Task to complete =
Please list every disadvantage of GRIB that the GRIB data page below gives.

Reading text =
— begin —
Xarray 8: GRIB Data
Contents

Xarray 8: GRIB Data¶
Overview¶
Explore the differences between GRIB and NetCDF formats
Work with GRIB output from the HRRR regional model
Visualize data that is non-global in extent
Imports¶
import numpy as np
from datetime import datetime
import xarray as xr
import pandas as pd
import matplotlib.pyplot as plt
from matplotlib import colors
import cartopy.crs as ccrs
import cartopy.feature as cfeat
from metpy.plots import USCOUNTIES
GRIB vs NetCDF formats¶
Advantages of GRIB:
WMO-certifed format. Almost all NWP output that is generated by a national meteorological service will be in GRIB format.
Compresses well (GRIB version 2 only)
Still used for initial / boundary conditions in WRF.
“Well-behaved” GRIB data can be fairly easily translated into self-describing NetCDF format. A THREDDS server performs this translation on demand, thus presenting the user with data that looks to be in NetCDF format even if the actual data is in GRIB.
Disadvantages of GRIB:
Not self-describing (unlike NetCDF). A GRIB data file must be accompanied by a set of tables that decodes fields into their actual physicall-relevant names.
Despte being a WMO standard, there is no central source to maintain such tables. Often times, as new models get released, the existing tables that one might be using may not be updated with new parameters. Best strategy: update your GRIB software libraries often (and hope other things don’t break as a result).
As tables change, there is no guarantee that a GRIB file you read one year might decode the same way another year.
Grids are written out sequentially to an output GRIB file. As a result, performing temporal and especially spatial subsetting, such as we can do in Xarray with NetCDF or Zarr data, is very difficult.
Examine GRIB output from the HRRR regional model¶
We have downloaded a small subset of HRRR model output from the U. of Utah’s HRRR Archive and placed it in /spare11/atm533/data
. The data consists of analysis and 1-6 hour forecast output from the 1600 UTC run of the HRRR on 7 October 2020; a period when eastern New York experienced a derecho-like event, very unusual for the time of year.
Specify the date and time; convert from datetime
format to string
.
date = datetime(2020,10,7,16)
date
datetime.datetime(2020, 10, 7, 16, 0)
YYYYMMDDHH = date.strftime('%Y%m%d%H')
YYYYMMDDHH
'2020100716'
Set forecast hour and convert to a string; pad string with a leading 0 if < 10 (see https://stackoverflow.com/questions/39402795/how-to-pad-a-string-with-leading-zeros-in-python-3/39402910)
fhr = 4
fhrStr = f'{fhr:02}'
fhrStr
'04'
Open the GRIB2 files containing forecasted composite reflectivity data. We use Xarray’s cfgrib
engine to read in this type of data.
— end —
Lines of data =
— begin —
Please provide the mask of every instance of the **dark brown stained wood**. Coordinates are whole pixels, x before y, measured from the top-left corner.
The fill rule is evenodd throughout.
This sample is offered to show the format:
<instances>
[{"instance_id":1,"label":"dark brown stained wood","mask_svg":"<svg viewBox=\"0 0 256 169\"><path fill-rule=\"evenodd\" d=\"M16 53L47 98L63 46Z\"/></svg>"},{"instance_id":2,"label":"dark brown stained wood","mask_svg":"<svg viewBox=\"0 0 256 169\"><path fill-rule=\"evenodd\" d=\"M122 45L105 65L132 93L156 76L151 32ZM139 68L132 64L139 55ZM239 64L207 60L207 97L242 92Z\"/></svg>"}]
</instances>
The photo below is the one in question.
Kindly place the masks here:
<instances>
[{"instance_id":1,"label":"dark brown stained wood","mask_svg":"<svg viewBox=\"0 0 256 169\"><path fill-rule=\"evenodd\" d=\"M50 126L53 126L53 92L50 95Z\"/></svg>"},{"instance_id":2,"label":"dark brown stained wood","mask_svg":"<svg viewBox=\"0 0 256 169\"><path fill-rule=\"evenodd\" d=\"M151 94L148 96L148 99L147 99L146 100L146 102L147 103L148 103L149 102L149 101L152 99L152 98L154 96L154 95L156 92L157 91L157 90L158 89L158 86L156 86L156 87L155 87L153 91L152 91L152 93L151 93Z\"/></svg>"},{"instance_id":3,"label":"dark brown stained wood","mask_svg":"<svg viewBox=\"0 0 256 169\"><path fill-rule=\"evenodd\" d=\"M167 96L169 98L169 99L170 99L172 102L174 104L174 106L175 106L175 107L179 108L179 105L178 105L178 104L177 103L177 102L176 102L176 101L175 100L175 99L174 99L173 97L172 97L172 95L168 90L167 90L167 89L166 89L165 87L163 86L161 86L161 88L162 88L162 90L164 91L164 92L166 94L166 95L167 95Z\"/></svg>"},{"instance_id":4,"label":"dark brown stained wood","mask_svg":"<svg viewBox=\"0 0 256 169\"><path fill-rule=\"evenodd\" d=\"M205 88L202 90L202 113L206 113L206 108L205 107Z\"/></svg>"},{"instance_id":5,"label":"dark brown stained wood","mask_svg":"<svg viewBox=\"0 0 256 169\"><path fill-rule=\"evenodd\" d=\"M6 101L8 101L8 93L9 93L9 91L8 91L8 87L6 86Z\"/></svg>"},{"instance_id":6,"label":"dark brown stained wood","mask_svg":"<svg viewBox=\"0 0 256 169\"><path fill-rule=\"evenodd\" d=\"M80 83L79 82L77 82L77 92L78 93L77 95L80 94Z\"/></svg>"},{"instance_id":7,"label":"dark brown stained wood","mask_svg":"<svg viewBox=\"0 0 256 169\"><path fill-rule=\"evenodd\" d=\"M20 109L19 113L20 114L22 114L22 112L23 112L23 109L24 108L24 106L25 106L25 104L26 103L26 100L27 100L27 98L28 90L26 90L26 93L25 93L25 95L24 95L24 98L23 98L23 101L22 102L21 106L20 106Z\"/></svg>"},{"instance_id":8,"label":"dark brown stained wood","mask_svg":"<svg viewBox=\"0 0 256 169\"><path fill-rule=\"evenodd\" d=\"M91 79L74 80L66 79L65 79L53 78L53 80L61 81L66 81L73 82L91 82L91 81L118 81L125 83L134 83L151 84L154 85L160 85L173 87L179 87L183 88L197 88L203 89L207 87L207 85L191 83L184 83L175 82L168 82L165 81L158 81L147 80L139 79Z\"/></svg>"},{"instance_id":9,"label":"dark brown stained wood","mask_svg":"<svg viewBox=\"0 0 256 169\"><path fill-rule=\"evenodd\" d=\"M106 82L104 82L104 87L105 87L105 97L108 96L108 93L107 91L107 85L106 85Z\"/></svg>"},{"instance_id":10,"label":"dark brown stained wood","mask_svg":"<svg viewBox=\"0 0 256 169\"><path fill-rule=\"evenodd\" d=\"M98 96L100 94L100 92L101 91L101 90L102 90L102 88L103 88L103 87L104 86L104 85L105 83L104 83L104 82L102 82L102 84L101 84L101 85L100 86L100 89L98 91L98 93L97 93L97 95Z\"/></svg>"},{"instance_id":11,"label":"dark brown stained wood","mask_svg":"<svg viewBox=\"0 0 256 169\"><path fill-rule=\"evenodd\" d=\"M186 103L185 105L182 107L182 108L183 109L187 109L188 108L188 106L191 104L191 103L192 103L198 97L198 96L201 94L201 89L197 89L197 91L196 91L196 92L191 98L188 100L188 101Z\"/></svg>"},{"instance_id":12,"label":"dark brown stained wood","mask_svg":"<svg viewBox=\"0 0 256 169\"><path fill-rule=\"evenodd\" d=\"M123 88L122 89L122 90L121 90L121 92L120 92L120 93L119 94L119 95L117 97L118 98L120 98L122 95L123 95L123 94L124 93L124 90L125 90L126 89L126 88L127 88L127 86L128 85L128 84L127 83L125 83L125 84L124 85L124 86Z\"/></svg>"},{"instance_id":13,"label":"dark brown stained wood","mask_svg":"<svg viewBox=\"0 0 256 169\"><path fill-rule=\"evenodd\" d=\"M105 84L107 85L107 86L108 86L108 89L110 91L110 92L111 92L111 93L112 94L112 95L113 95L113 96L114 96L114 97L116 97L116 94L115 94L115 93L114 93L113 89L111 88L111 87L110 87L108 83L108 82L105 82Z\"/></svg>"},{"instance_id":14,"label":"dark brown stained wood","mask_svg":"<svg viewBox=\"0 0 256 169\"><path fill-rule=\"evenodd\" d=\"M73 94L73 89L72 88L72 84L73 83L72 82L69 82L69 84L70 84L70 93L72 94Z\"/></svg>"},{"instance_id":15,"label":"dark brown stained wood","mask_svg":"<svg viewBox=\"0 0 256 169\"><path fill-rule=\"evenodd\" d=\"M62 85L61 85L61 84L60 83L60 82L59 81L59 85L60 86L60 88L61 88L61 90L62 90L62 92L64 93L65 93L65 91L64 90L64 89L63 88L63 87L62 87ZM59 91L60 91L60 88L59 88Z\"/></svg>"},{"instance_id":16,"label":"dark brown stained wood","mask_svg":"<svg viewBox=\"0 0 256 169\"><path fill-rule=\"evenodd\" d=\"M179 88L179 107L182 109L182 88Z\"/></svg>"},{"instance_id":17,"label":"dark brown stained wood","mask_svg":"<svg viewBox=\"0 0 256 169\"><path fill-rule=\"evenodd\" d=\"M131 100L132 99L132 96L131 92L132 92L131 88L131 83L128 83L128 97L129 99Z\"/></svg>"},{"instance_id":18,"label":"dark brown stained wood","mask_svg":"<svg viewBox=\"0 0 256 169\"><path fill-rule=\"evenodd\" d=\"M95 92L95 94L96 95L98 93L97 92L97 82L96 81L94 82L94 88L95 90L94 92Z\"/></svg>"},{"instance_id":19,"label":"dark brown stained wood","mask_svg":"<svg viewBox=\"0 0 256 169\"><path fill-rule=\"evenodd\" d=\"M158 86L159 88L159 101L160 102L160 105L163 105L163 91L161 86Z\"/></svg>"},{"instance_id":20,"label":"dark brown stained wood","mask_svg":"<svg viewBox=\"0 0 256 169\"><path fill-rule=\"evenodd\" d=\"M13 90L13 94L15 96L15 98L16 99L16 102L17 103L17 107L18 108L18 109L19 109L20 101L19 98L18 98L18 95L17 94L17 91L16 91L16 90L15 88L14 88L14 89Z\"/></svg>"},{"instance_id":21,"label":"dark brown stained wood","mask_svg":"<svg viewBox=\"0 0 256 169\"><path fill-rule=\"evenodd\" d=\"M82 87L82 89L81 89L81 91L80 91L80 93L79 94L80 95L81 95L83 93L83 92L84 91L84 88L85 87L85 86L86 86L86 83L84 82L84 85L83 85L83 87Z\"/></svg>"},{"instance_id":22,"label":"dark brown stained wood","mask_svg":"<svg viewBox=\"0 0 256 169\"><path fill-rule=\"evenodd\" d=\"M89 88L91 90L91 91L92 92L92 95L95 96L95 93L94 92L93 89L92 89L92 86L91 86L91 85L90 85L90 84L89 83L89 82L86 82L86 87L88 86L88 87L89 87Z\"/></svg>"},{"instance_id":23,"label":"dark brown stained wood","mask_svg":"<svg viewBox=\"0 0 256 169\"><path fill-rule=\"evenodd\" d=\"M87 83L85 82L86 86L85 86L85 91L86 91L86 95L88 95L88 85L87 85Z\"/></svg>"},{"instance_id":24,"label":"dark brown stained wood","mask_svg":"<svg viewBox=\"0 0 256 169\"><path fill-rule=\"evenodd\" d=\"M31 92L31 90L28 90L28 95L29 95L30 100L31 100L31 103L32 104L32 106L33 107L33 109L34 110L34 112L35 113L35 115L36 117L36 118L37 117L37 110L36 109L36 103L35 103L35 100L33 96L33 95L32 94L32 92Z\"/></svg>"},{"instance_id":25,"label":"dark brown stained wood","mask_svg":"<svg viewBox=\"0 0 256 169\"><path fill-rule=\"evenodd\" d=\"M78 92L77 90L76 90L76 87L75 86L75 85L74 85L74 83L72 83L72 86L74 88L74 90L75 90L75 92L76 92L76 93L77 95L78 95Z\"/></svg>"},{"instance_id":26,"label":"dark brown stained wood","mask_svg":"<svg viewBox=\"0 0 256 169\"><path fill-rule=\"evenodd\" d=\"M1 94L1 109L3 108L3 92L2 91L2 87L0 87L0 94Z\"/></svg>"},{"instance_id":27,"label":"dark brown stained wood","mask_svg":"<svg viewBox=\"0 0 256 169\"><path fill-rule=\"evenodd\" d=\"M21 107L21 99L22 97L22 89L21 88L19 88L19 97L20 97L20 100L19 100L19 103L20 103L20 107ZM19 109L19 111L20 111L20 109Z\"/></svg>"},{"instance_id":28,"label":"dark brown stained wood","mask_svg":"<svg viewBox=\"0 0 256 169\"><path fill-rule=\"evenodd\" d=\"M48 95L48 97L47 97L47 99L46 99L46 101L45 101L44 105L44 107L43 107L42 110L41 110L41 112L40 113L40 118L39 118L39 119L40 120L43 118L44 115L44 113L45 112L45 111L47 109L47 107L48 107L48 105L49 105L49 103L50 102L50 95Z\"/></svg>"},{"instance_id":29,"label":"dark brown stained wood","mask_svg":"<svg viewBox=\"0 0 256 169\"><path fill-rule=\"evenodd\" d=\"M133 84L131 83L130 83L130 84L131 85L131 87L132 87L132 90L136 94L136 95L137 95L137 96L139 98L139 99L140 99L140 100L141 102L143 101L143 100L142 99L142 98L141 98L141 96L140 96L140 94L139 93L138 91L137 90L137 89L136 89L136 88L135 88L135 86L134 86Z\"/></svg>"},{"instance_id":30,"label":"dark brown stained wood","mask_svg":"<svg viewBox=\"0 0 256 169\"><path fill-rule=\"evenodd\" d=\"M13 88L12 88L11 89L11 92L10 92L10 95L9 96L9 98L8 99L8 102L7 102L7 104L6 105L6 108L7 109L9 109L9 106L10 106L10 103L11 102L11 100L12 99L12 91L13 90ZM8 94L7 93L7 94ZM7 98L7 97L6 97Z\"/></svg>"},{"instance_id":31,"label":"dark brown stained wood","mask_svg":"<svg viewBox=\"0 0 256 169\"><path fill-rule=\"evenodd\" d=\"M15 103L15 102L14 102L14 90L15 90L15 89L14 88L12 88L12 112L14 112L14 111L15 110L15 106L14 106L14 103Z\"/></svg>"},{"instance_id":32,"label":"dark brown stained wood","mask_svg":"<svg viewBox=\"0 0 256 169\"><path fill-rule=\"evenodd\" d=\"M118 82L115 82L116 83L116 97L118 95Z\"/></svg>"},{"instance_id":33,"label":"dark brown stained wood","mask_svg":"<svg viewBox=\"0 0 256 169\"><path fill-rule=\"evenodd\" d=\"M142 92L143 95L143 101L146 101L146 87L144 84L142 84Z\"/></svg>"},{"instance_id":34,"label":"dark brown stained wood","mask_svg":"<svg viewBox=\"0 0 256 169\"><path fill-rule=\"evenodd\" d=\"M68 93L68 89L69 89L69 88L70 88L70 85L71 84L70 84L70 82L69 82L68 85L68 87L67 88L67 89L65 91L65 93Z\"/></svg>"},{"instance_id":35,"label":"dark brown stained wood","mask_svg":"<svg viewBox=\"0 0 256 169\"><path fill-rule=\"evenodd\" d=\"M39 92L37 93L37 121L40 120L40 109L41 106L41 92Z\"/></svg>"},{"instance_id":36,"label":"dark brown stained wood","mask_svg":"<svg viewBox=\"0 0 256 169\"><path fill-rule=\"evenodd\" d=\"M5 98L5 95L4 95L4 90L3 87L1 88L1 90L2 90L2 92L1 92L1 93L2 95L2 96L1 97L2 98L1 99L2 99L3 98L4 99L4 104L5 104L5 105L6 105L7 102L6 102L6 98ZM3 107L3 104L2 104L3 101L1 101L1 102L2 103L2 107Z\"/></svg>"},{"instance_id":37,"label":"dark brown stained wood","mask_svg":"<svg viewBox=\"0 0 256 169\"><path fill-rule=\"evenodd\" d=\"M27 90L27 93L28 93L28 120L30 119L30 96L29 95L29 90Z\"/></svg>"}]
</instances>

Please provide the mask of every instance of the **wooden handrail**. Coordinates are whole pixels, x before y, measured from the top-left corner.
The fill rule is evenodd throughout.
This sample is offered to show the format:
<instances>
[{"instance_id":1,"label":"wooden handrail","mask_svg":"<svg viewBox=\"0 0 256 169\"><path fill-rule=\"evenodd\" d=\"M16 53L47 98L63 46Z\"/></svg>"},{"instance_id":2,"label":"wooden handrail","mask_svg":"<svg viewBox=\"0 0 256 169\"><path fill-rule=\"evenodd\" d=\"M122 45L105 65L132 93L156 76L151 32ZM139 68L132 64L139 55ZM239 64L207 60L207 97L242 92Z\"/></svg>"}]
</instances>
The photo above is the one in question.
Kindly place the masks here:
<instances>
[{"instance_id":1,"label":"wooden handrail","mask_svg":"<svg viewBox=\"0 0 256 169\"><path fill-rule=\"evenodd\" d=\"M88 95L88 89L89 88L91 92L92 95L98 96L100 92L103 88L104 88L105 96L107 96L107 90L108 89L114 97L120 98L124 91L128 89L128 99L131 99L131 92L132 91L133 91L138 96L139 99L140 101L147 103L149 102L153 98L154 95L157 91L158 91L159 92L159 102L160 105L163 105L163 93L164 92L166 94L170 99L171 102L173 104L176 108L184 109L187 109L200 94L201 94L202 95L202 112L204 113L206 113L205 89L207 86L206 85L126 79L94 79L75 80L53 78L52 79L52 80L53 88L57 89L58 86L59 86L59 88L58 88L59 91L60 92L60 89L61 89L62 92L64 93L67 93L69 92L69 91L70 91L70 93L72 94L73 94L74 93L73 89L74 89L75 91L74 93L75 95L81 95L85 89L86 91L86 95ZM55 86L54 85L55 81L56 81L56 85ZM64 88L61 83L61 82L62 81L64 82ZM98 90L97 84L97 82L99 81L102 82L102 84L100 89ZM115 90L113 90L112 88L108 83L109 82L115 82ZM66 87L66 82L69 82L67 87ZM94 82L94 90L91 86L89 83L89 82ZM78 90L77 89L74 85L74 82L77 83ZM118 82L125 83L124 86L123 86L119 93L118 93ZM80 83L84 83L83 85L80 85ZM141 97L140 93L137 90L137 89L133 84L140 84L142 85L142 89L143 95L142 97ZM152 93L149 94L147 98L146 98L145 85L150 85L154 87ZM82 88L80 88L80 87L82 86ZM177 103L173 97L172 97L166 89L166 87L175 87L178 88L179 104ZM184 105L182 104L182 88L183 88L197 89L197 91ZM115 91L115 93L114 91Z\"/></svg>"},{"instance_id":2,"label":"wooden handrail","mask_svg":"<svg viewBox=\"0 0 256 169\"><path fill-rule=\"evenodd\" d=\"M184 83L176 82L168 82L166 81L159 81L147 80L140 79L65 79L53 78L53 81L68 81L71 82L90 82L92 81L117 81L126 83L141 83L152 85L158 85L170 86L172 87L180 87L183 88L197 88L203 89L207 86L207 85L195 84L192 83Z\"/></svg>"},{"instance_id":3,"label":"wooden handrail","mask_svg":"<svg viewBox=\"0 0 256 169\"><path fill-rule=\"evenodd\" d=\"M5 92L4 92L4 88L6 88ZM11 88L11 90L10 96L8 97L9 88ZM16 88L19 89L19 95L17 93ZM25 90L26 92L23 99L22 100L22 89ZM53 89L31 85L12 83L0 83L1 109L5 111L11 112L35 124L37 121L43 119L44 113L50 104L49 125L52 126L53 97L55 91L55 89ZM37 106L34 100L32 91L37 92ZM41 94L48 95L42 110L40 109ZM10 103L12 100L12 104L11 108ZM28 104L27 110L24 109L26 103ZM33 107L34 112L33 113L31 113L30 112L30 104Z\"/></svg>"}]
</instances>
— end —
Correct output =
1. It is not self-describing, unlike NetCDF, so a GRIB file must come with a set of tables that decode fields into their actual physically relevant names.
2. No central source maintains those tables, so the tables in use may not be updated with new parameters as new models are released.
3. As tables change, there is no guarantee that a GRIB file read one year will decode the same way in another year.
4. Grids are written to a GRIB file one after another, so temporal and especially spatial subsetting is very difficult.